» EXERCISE REQUIREMENTS
**A)** In the court opinion excerpt, substitute "RHU" for "Restricted Housing Unit" and give the passage again, starting at the words "On April 11, 2016, Plaintiff" and stopping after "Constitution were violated.".
**B)** According to the court opinion excerpt, on what date did Defendants file their motion to dismiss?
**C)** Extend the court opinion excerpt past its final sentence.

» EXCERPT PROVIDED
◇ ◇ ◇ ◇
UNITED STATES DISTRICT COURT FOR THE WESTERN DISTRICT OF PENNSYLVANIA
Mar 17, 2017
Civil Action No. 16-80 Erie (W.D. Pa. Mar. 17, 2017)

Opinion

Civil Action No. 16-80 Erie

03-17-2017

JESSE BROWN, Plaintiff v. SUPERINTENDENT OVERMYER, et al., Defendants.


District Judge Rothstein
MAGISTRATE JUDGE'S REPORT AND RECOMMENDATION I. RECOMMENDATION

It is respectfully recommended that Defendants' motion to dismiss [ECF No. 11] be granted, that Plaintiff's motion to suppress [ECF No. 14] be denied, and that this case be dismissed. II. REPORT

A. Relevant Procedural and Factual History

On April 11, 2016, Plaintiff Jesse Brown, an inmate formerly incarcerated at the State Correctional Institution at Forest in Marienville, Pennsylvania ("SCI-Forest"), initiated this action by filing a pro se civil rights complaint pursuant to 42 U.S.C. § 1983, against the following named Defendants, all of whom are staff members at SCI-Forest: Superintendent Overmyer ("Overmyer"); Unit Manager Bertolini ("Bertolini"); Captain Mongelluzzo ("Mongelluzzo"); and C.O. Drayer ("Drayer"). Plaintiff alleges that some of his personal property was damaged, lost and/or stolen from him after he was moved to SCI-Forest's Restricted Housing Unit on May 5, 2015. As a result, Plaintiff claims that his rights under the fourth and fourteenth amendments to the United States Constitution were violated.

On September 6, 2016, Defendants filed a motion to dismiss [ECF No. 11], asserting that Plaintiff has failed to state a claim upon which relief may be granted. In response, Plaintiff filed a "motion to suppress" Defendants' motion to dismiss [ECF No. 14], essentially reasserting the allegations of his complaint. This matter is now ripe for consideration.

B. Standards of Review

1. Motion to Dismiss

A motion to dismiss filed pursuant to Federal Rule of Civil Procedure 12(b)(6) must be viewed in the light most favorable to the plaintiff and all the well-pleaded allegations of the complaint must be accepted as true. Erickson v. Pardus, 551 U.S. 89, 93-94 (2007). A complaint must be dismissed pursuant to Rule 12 (b)(6) if it does not allege "enough facts to state a claim to relief that is plausible on its face." Bell Atlantic Corp. v. Twombly, 550 U.S. 544, 570 (2007). See also Ashcroft v. Iqbal, 556 U.S. 662, 678 (May 18, 2009) (specifically applying Twombly analysis beyond the context of the Sherman Act).
◇ ◇ ◇ ◇
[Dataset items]

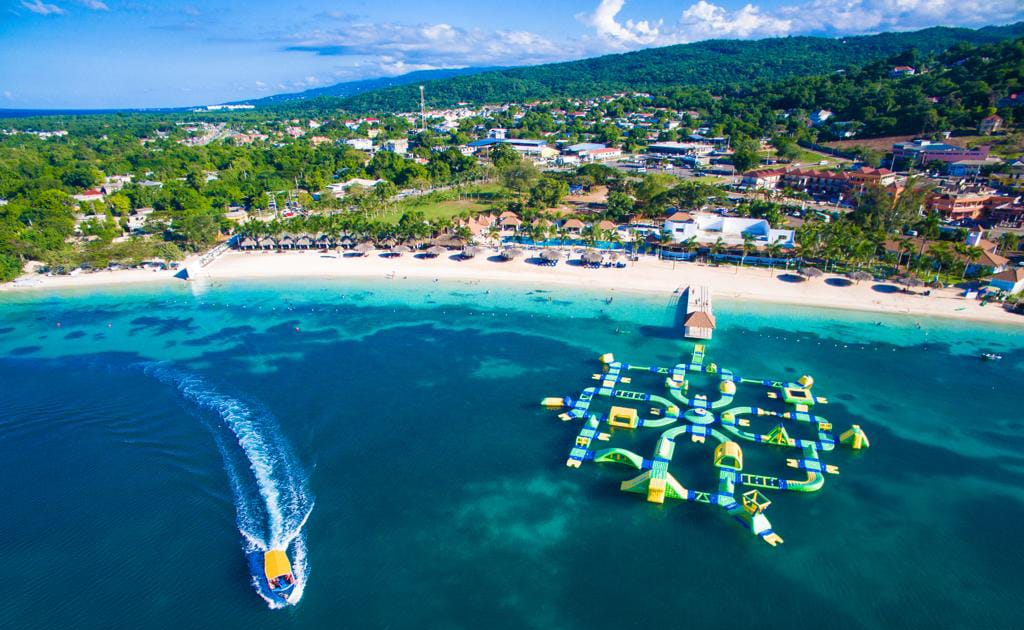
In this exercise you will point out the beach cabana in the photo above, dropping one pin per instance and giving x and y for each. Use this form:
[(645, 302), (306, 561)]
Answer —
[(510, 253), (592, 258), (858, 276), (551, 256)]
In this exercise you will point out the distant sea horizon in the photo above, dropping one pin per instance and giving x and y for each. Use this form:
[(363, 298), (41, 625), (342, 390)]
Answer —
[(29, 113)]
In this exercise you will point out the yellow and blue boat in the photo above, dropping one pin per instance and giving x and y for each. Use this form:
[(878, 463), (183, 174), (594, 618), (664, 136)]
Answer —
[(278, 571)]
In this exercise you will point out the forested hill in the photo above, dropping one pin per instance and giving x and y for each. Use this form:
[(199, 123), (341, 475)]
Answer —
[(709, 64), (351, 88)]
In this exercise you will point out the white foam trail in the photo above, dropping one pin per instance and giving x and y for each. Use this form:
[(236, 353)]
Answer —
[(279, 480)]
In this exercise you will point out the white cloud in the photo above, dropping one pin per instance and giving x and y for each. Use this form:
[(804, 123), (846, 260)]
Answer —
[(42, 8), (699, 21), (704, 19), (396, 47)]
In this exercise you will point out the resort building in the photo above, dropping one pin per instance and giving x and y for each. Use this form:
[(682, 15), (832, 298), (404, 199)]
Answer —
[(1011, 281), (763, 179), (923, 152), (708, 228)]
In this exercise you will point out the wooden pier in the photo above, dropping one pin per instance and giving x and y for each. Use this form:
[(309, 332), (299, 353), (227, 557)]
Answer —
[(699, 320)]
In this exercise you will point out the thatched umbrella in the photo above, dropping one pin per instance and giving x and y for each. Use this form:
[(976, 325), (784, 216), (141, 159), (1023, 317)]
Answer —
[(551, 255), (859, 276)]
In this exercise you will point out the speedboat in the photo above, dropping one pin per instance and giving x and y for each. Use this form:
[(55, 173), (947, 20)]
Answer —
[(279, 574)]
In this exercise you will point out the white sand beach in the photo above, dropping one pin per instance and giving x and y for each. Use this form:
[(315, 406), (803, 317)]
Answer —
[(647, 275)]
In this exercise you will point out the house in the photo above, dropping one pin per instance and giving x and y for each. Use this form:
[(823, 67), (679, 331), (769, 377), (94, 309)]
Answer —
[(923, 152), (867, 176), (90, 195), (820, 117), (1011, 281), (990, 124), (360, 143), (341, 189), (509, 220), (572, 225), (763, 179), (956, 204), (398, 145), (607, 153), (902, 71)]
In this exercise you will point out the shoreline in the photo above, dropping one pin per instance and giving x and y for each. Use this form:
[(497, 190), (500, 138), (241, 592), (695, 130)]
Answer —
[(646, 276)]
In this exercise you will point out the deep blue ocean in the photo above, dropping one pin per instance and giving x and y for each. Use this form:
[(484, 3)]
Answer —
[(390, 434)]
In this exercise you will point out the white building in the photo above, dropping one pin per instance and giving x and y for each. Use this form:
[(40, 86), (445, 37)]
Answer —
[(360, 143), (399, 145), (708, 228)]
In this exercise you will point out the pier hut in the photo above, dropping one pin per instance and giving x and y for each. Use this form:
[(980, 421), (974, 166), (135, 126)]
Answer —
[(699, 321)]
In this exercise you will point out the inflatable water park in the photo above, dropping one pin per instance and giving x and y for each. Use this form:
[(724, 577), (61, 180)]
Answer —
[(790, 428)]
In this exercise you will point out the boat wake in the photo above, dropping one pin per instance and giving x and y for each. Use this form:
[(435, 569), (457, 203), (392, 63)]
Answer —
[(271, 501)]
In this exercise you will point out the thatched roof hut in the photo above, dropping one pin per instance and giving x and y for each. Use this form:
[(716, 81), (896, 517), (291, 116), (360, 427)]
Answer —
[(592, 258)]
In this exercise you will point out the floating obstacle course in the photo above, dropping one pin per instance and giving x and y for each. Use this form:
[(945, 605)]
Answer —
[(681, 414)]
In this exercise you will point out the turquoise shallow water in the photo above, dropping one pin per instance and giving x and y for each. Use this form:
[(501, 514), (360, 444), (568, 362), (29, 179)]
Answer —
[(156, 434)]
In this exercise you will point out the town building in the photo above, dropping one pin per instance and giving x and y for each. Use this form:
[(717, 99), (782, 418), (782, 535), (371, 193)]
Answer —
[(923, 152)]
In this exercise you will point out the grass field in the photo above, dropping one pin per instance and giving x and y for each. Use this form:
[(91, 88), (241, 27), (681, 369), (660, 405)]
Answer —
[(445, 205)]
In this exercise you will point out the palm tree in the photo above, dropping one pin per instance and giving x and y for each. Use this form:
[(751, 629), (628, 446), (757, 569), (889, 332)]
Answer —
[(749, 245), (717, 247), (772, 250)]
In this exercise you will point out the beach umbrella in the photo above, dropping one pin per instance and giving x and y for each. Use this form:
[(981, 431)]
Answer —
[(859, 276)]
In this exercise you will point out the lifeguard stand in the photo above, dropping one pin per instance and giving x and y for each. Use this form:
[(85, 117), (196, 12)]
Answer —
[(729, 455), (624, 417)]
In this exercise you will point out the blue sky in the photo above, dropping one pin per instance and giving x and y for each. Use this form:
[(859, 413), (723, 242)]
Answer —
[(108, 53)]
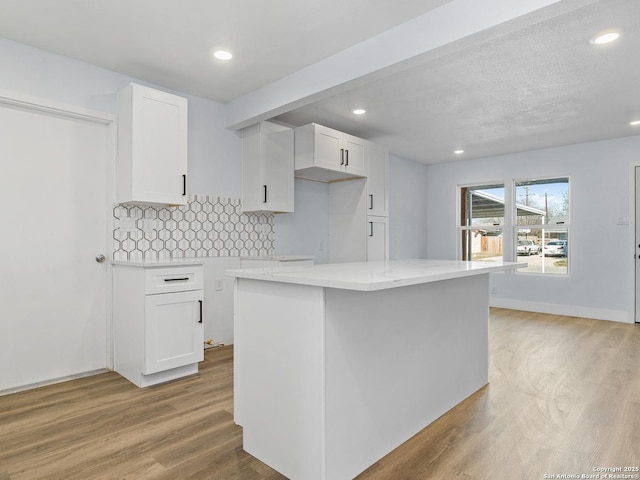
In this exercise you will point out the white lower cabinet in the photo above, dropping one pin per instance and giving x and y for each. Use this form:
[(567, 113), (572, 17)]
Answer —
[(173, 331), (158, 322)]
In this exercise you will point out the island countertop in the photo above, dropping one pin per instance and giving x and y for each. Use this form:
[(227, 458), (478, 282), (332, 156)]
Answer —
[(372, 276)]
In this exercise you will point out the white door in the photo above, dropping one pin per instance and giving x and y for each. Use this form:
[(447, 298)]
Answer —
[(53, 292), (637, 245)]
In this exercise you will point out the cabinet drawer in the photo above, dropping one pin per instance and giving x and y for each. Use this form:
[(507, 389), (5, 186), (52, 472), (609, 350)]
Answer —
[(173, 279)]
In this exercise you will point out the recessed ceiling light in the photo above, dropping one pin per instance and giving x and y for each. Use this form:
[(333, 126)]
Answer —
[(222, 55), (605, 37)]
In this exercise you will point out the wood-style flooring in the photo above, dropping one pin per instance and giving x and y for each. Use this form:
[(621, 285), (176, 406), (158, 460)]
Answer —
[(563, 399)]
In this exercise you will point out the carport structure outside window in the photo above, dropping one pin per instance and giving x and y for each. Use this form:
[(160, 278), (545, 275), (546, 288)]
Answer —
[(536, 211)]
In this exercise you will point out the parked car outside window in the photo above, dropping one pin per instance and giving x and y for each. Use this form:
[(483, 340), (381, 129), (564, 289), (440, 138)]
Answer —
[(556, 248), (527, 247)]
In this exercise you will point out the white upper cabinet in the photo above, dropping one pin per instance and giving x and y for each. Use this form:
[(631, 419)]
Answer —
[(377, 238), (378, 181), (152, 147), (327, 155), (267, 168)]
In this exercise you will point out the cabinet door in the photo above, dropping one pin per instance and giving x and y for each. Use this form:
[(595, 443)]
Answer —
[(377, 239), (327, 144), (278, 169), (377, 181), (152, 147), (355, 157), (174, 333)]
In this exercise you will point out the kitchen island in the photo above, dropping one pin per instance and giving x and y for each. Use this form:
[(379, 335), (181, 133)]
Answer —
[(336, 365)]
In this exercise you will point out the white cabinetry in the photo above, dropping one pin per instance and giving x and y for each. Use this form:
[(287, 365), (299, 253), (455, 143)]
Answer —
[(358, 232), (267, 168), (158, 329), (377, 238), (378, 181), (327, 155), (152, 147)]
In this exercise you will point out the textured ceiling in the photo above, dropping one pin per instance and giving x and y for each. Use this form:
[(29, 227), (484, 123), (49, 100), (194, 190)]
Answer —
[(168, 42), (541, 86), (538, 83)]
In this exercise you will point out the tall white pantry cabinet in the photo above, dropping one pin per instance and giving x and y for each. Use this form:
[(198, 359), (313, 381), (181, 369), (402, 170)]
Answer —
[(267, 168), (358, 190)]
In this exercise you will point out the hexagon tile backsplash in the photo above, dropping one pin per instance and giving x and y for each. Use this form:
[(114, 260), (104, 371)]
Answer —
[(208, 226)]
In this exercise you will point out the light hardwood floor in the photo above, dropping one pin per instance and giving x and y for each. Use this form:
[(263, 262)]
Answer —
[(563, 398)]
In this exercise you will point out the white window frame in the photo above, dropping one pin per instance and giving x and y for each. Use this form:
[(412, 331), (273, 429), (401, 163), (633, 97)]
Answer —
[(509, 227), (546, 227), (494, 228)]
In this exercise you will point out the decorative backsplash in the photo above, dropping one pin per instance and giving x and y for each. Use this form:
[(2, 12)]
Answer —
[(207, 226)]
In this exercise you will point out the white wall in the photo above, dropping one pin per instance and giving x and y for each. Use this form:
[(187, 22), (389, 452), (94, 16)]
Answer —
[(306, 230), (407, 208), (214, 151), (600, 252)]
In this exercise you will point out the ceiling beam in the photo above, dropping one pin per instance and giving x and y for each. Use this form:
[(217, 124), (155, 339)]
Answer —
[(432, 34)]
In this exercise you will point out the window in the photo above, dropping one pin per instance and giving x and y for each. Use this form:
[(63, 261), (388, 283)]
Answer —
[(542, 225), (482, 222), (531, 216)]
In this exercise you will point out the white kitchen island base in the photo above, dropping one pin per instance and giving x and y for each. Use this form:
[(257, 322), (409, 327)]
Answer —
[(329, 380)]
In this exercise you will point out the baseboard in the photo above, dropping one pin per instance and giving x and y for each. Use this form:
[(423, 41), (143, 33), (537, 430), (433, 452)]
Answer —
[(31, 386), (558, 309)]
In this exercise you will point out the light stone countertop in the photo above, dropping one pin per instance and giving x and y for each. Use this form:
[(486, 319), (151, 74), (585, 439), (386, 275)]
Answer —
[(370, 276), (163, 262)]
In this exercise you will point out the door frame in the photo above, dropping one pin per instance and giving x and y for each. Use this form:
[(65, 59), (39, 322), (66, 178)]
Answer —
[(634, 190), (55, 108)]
◇ ◇ ◇ ◇
» WRITTEN RESPONSES
**A)**
On April 11, 2016, Plaintiff Jesse Brown, an inmate formerly incarcerated at the State Correctional Institution at Forest in Marienville, Pennsylvania ("SCI-Forest"), initiated this action by filing a pro se civil rights complaint pursuant to 42 U.S.C. § 1983, against the following named Defendants, all of whom are staff members at SCI-Forest: Superintendent Overmyer ("Overmyer"); Unit Manager Bertolini ("Bertolini"); Captain Mongelluzzo ("Mongelluzzo"); and C.O. Drayer ("Drayer"). Plaintiff alleges that some of his personal property was damaged, lost and/or stolen from him after he was moved to SCI-Forest's RHU on May 5, 2015. As a result, Plaintiff claims that his rights under the fourth and fourteenth amendments to the United States Constitution were violated.

**B)** September 6, 2016

**C)**
The Court need not accept inferences drawn by plaintiff if they are unsupported by the facts as set forth in the complaint. See California Pub. Employee Ret. Sys. v. The Chubb Corp., 394 F.3d 126, 143 (3d Cir. 2004) citing Morse v. Lower Merion School Dist., 132 F.3d 902, 906 (3d Cir. 1997). Nor must the court accept legal conclusions set forth as factual allegations. Twombly, 550 U.S. at 555, citing Papasan v. Allain, 478 U.S. 265, 286 (1986). See also McTernan v. City of York, Pennsylvania, 577 F.3d 521, 531 (3d Cir. 2009) ("The tenet that a court must accept as true all of the allegations contained in a complaint is inapplicable to legal conclusions"). A Plaintiff's factual allegations "must be enough to raise a right to relief above the speculative level." Twombly, 550 U.S. at 556, citing 5 C.Wright & A. Miller, Federal Practice and Procedure § 1216, pp. 235-36 (3d ed. 2004). Although the United States Supreme Court does "not require heightened fact pleading of specifics, [the Court does require] enough facts to state a claim to relief that is plausible on its face." Id. at 570.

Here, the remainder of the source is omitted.